Natural language region descriptions:
______
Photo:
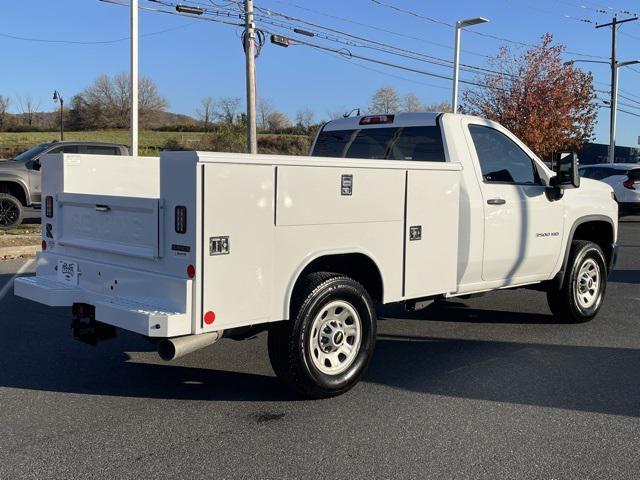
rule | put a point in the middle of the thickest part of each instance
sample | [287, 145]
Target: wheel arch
[356, 264]
[599, 229]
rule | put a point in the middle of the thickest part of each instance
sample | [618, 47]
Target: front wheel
[580, 296]
[11, 211]
[327, 345]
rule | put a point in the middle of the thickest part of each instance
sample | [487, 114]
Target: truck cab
[514, 226]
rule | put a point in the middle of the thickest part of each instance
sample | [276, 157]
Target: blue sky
[190, 59]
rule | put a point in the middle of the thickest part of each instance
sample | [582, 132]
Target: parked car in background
[625, 180]
[20, 176]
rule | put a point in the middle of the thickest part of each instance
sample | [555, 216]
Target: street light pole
[614, 83]
[134, 77]
[249, 48]
[460, 24]
[58, 97]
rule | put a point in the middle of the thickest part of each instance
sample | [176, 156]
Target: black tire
[564, 302]
[291, 343]
[11, 211]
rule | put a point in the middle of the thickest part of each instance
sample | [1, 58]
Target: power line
[474, 32]
[348, 54]
[374, 27]
[91, 42]
[380, 46]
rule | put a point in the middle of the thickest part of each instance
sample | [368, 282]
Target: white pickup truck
[193, 246]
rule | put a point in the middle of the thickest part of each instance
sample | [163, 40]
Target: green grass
[151, 143]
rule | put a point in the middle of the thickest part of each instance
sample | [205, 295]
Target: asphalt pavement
[482, 388]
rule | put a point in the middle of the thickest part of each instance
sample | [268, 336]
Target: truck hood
[595, 186]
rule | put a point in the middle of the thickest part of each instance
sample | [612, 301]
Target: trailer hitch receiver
[86, 328]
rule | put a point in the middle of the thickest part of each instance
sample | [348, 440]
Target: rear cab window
[99, 150]
[419, 143]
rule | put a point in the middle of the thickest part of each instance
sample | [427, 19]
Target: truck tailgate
[123, 225]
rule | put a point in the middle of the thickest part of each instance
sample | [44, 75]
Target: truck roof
[422, 119]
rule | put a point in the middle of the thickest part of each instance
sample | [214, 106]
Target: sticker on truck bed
[347, 185]
[68, 272]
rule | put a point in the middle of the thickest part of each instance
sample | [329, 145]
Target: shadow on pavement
[39, 355]
[625, 276]
[452, 311]
[592, 379]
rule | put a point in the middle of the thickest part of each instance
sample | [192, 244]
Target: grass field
[151, 143]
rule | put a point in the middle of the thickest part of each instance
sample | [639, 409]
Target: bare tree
[265, 108]
[277, 121]
[226, 109]
[337, 113]
[385, 100]
[4, 106]
[28, 108]
[411, 103]
[304, 117]
[206, 111]
[108, 100]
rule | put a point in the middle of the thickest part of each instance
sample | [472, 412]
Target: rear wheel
[327, 345]
[580, 296]
[11, 211]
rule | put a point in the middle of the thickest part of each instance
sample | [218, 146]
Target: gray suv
[20, 176]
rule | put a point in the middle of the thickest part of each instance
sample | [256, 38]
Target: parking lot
[482, 388]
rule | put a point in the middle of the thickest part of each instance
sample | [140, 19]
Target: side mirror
[566, 168]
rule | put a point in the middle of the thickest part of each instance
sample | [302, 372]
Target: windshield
[32, 152]
[404, 143]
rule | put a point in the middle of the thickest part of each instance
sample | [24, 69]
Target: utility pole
[614, 83]
[250, 49]
[134, 77]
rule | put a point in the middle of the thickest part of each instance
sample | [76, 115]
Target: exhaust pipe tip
[166, 349]
[172, 348]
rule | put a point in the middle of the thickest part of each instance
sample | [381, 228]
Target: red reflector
[181, 219]
[376, 119]
[209, 318]
[48, 206]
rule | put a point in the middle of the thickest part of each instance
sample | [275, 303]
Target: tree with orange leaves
[549, 105]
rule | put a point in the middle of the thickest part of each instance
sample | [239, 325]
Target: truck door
[522, 226]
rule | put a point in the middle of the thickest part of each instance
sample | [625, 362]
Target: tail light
[629, 183]
[181, 219]
[48, 206]
[191, 271]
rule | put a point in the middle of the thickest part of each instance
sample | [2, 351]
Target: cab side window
[501, 160]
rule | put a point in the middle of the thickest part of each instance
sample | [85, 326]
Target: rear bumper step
[128, 314]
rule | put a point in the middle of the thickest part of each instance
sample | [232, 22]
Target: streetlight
[615, 66]
[57, 97]
[460, 24]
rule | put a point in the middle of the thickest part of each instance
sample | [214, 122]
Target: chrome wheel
[336, 334]
[9, 212]
[588, 283]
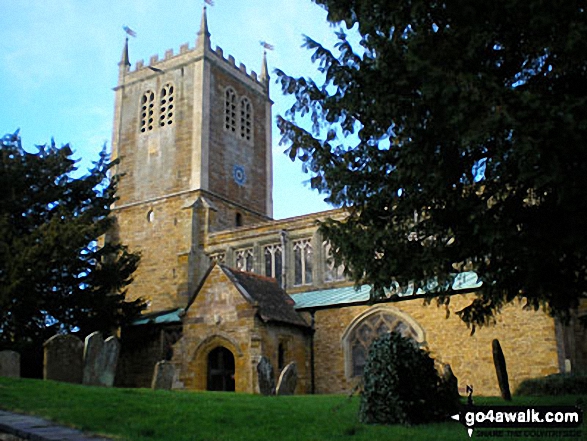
______
The answer must be an exact copy of the lines from the one with "sample | [218, 146]" through the final line above, both ends included, and nothing else; pictures stay out.

=== Response area ===
sample | [218, 146]
Target: gray suv
[20, 176]
rule | put a point in the middle of the thickest part of each instance
sample | [256, 38]
Target: parking lot
[482, 388]
rule | put a point in the middle of the thickest part of each instance
sample | [140, 19]
Target: side mirror
[566, 168]
rule | put a point in the middle of the thickest part of each instance
sample | [302, 372]
Target: windshield
[32, 152]
[404, 143]
rule | put a point in the middle of the thickest part of each instance
sample | [24, 69]
Target: utility pole
[614, 83]
[250, 49]
[134, 77]
rule | put a point in the middle of the thickest part of each instance
sample | [76, 115]
Target: exhaust pipe tip
[166, 349]
[172, 348]
rule | put a point in the middle of the thickest part of each instance
sample | [381, 228]
Target: red reflector
[181, 219]
[376, 119]
[209, 318]
[48, 206]
rule | put a point in the middle of the thickest part of each instance
sample | [275, 303]
Target: tree with orange leaves
[549, 105]
rule | put a point in the middle of the thickest part of each instance
sample | [239, 325]
Target: truck door
[522, 226]
rule | put a point in the middle of the thickest part of each instance
sample | [625, 362]
Target: tail light
[629, 183]
[181, 219]
[48, 206]
[191, 271]
rule | put a point in the middle of the thickest part of each instance
sample | [2, 351]
Target: cab side window
[501, 160]
rule | put a point in the middle of the thickest part of each instance
sample | [85, 326]
Target: rear bumper step
[128, 314]
rule | put a point in the middle of the thickest part of each instance
sample | [232, 22]
Target: streetlight
[615, 66]
[57, 97]
[460, 24]
rule | put a point in the middle of the thickest part of each instance
sample | [214, 122]
Target: chrome wheel
[336, 334]
[9, 212]
[588, 283]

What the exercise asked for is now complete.